Write out the passage below on sacred natural sites in full, reproducing every word and punctuation mark without alteration.

### Source text:
==================================================

The Sacred Natural Sites initiative, a decades-running global effort supported by International Union for the Conservation of Nature (IUCN), describes places “’set aside’ for purposes spiritual and religious” (
Verschuuren et al. 2012, p. 1). What are those kinds of purposes? Sometimes they may be those of an historically recognized religion but, as the Yellowstone example shows, sometimes those purposes are perceived as non-religious by people whose sense of self and belonging are deeply shaped by them. I would prefer to say that these places are set aside for the sake of that which vests meaning in some shared sense of everyday life. Indeed, the act of setting aside helps generate a sense of the everyday by distinguishing places through which meanings of everyday life may be uniquely encountered.
“In these places nature and humanity meet,” write editors from the IUCN project, “and people’s deeper motives and aspirations are expressed through what is called ‘the sacred’” (
Verschuuren et al. 2012, p. 1). Their phrase, “what is called ‘the sacred,’” acknowledges that they employ the term as a provisional bridge concept. It permits comparison of lands made special in many different ways for different purposes, which, for them, then provides a basis for coalition building by communities facing serial threats from global forces. Near the end of his book on countercultural sacred places, Adrian Ivakhiv writes: “sacred places are the physical and geographic anchor points for our psychic and cultural imaginings, the stories we tell about ourselves, the world and the relations between them” (
Ivakhiv 2001, p. 239). These geographies are (in some way, for some people) densely knotted with significance.

==================================================

### Provided information:

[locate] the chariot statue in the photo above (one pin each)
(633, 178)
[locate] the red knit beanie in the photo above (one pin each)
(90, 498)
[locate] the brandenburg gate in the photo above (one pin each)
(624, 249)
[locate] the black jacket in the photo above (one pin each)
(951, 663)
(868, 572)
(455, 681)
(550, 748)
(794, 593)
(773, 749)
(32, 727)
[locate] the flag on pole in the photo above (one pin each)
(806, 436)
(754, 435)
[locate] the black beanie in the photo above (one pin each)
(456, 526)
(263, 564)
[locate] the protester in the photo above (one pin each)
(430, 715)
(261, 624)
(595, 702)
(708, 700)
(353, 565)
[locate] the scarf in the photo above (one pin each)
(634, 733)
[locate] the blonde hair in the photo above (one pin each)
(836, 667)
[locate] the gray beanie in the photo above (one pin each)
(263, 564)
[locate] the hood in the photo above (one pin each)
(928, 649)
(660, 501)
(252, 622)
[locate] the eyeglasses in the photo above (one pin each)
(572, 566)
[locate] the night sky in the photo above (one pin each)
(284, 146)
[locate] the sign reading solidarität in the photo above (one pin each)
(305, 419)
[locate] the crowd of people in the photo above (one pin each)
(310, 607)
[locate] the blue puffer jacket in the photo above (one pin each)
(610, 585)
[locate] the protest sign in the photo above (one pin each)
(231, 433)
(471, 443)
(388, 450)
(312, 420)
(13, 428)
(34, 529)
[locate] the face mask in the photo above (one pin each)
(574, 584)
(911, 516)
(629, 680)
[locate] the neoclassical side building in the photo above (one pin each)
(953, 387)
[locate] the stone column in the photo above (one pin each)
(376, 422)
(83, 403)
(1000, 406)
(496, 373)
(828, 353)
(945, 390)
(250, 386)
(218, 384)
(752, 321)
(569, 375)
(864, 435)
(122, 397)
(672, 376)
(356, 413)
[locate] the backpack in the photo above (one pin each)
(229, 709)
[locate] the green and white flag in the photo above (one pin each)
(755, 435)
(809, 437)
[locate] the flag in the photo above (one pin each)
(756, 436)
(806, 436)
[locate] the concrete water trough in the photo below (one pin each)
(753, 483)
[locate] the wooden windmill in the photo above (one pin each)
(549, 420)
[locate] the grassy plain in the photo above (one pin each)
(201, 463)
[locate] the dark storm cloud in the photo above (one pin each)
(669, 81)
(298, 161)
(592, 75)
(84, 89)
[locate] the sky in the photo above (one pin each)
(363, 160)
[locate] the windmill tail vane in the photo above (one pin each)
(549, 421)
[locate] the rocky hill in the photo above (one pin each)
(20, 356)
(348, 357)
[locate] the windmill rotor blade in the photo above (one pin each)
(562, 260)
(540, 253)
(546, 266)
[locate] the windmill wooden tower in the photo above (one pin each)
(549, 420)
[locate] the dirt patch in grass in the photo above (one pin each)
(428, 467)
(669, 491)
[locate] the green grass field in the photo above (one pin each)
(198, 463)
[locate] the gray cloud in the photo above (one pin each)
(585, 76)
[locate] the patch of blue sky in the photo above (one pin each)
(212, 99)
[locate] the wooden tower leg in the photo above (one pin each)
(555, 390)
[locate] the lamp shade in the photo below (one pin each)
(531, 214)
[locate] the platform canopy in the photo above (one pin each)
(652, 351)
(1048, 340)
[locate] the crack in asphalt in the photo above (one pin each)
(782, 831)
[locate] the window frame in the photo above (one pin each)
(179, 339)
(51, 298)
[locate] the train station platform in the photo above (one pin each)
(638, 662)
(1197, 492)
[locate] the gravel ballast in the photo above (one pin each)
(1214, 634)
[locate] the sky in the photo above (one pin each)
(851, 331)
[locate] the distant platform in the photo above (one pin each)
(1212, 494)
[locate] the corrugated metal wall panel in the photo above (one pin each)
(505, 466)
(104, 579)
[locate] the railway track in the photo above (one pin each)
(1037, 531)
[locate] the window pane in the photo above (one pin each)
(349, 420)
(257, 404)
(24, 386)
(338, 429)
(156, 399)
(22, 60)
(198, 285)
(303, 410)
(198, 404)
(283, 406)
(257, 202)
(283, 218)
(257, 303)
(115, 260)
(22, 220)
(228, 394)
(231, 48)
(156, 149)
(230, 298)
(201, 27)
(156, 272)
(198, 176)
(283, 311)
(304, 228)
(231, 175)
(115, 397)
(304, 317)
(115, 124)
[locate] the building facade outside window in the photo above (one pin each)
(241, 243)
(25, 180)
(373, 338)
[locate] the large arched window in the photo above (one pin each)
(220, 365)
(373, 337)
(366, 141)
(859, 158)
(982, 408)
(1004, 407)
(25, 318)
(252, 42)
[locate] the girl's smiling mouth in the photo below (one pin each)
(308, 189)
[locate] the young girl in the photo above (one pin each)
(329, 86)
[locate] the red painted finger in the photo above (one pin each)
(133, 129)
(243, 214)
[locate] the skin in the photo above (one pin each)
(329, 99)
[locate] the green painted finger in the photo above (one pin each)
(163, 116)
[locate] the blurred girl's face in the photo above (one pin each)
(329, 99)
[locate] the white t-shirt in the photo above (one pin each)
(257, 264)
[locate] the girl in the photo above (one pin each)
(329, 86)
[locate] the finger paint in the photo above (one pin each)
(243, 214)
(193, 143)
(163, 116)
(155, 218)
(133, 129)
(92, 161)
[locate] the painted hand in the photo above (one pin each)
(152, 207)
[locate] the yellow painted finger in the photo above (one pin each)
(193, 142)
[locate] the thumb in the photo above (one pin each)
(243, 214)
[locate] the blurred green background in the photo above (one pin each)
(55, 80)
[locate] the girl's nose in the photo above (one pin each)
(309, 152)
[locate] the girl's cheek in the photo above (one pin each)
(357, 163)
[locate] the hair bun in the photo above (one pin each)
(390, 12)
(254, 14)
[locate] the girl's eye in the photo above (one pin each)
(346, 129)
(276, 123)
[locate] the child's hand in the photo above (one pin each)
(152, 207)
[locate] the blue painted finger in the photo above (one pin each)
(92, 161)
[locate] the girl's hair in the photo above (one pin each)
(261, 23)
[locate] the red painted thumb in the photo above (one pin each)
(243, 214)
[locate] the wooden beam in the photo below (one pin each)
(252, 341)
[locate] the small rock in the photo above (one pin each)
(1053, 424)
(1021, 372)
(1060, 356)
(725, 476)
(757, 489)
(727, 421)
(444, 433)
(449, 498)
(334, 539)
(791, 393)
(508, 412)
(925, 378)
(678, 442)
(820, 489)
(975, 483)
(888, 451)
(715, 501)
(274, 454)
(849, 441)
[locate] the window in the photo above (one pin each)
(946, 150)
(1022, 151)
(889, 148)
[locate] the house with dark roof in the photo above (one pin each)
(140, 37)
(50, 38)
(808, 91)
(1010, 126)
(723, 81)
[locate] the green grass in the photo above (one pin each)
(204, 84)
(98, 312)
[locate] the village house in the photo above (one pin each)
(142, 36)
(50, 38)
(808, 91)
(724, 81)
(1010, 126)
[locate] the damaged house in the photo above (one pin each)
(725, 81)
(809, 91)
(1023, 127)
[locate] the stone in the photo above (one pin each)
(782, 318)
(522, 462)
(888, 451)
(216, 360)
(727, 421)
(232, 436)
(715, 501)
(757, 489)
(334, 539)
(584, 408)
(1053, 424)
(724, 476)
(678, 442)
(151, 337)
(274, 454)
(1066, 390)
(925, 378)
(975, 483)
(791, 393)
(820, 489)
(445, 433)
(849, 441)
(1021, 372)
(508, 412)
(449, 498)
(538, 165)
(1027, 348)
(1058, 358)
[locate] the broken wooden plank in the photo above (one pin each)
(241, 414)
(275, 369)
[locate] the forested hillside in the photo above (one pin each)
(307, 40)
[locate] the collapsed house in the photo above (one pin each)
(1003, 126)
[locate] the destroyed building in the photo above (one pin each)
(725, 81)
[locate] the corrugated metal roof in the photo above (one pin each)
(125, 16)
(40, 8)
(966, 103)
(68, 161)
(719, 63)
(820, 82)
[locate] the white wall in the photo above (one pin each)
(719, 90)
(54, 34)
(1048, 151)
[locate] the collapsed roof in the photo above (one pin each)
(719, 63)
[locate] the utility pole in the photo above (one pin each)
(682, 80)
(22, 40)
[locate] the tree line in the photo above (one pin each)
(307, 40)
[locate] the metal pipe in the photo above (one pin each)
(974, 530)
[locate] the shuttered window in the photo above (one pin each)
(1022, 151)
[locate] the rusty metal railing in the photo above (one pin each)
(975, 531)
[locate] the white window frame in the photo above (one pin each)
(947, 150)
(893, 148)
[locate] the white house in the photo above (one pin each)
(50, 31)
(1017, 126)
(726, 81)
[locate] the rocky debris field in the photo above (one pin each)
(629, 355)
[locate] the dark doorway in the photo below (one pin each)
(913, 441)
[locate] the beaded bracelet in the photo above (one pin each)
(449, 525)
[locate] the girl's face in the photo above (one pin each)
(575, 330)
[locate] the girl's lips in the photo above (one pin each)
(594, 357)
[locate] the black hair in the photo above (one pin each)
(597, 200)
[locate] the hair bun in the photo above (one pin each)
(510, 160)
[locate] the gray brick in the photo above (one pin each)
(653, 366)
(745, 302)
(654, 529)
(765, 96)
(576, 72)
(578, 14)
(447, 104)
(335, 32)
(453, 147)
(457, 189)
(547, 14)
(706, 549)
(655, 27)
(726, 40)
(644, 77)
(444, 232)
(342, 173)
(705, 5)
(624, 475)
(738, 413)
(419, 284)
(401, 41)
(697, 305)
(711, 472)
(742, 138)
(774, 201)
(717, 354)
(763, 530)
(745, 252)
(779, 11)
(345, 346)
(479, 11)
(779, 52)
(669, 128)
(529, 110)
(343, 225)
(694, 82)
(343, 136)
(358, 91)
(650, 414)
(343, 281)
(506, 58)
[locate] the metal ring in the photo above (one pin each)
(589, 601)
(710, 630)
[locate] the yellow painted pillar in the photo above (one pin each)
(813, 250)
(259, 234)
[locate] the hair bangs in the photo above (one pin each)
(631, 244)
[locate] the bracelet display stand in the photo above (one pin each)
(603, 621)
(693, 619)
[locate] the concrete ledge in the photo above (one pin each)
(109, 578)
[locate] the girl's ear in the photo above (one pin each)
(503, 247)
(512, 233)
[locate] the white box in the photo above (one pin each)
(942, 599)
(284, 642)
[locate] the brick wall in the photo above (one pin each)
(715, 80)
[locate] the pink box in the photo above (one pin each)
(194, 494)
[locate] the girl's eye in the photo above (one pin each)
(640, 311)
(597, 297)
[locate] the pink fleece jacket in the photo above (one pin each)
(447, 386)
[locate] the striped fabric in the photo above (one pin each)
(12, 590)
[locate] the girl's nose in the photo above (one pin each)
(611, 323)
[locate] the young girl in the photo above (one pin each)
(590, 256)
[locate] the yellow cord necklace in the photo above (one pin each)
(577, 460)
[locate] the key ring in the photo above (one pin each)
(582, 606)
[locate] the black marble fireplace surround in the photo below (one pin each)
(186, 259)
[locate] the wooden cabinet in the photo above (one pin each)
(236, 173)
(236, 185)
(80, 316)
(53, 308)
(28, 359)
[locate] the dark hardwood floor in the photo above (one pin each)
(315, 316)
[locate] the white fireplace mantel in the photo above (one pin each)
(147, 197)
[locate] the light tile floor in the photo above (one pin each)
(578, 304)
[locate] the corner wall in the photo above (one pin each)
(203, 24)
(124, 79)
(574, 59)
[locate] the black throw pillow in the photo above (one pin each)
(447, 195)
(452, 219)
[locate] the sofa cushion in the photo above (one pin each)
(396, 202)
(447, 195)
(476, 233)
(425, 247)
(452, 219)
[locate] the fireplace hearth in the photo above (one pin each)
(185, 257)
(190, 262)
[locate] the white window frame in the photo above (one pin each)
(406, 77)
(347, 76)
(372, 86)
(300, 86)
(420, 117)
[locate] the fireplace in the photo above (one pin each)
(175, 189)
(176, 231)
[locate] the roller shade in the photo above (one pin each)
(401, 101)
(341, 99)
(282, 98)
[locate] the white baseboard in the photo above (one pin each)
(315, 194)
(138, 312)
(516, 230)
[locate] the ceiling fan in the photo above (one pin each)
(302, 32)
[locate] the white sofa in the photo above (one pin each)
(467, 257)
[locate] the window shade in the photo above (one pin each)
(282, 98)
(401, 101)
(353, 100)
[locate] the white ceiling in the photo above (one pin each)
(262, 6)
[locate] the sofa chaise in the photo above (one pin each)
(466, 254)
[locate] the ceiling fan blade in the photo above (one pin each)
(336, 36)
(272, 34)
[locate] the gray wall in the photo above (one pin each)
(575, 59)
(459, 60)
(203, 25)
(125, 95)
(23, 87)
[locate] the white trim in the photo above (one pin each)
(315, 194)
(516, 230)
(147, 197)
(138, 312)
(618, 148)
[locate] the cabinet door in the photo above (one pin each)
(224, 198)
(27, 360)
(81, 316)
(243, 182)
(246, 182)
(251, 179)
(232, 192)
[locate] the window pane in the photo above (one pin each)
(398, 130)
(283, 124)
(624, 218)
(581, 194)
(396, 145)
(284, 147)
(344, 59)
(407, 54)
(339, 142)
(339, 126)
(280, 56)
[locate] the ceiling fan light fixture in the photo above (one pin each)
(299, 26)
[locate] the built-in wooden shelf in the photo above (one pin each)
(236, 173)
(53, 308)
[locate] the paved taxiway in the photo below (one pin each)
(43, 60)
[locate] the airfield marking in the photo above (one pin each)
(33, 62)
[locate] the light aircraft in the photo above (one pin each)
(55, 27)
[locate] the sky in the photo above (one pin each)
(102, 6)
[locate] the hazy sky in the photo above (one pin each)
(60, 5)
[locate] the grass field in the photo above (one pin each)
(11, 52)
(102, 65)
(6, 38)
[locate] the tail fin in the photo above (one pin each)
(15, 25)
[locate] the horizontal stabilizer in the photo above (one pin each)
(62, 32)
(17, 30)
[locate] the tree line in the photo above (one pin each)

==================================================

### Complete output:
The Sacred Natural Sites initiative, a decades-running global effort supported by International Union for the Conservation of Nature (IUCN), describes places “’set aside’ for purposes spiritual and religious” (
Verschuuren et al. 2012, p. 1). What are those kinds of purposes? Sometimes they may be those of an historically recognized religion but, as the Yellowstone example shows, sometimes those purposes are perceived as non-religious by people whose sense of self and belonging are deeply shaped by them. I would prefer to say that these places are set aside for the sake of that which vests meaning in some shared sense of everyday life. Indeed, the act of setting aside helps generate a sense of the everyday by distinguishing places through which meanings of everyday life may be uniquely encountered.
“In these places nature and humanity meet,” write editors from the IUCN project, “and people’s deeper motives and aspirations are expressed through what is called ‘the sacred’” (
Verschuuren et al. 2012, p. 1). Their phrase, “what is called ‘the sacred,’” acknowledges that they employ the term as a provisional bridge concept. It permits comparison of lands made special in many different ways for different purposes, which, for them, then provides a basis for coalition building by communities facing serial threats from global forces. Near the end of his book on countercultural sacred places, Adrian Ivakhiv writes: “sacred places are the physical and geographic anchor points for our psychic and cultural imaginings, the stories we tell about ourselves, the world and the relations between them” (
Ivakhiv 2001, p. 239). These geographies are (in some way, for some people) densely knotted with significance.